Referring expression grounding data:
+--

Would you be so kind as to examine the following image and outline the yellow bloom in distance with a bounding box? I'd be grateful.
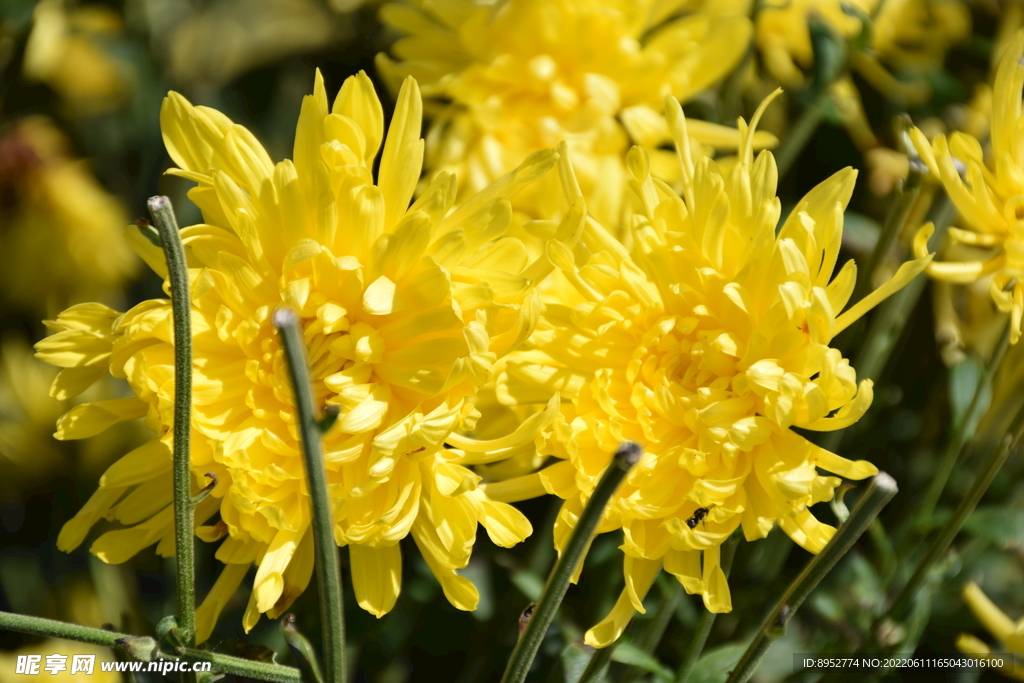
[911,29,1024,344]
[377,0,768,226]
[957,582,1024,680]
[36,71,585,641]
[0,118,138,315]
[494,93,931,647]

+--

## Work request
Your task is an exact transcription of all the data, minus the pictures.

## Written response
Would you be so kind as to examine the following image and outline the yellow bloom in distance with a bounding box? I'd be grateful.
[911,29,1024,344]
[377,0,768,226]
[957,582,1024,680]
[36,71,585,641]
[0,118,138,315]
[494,93,931,647]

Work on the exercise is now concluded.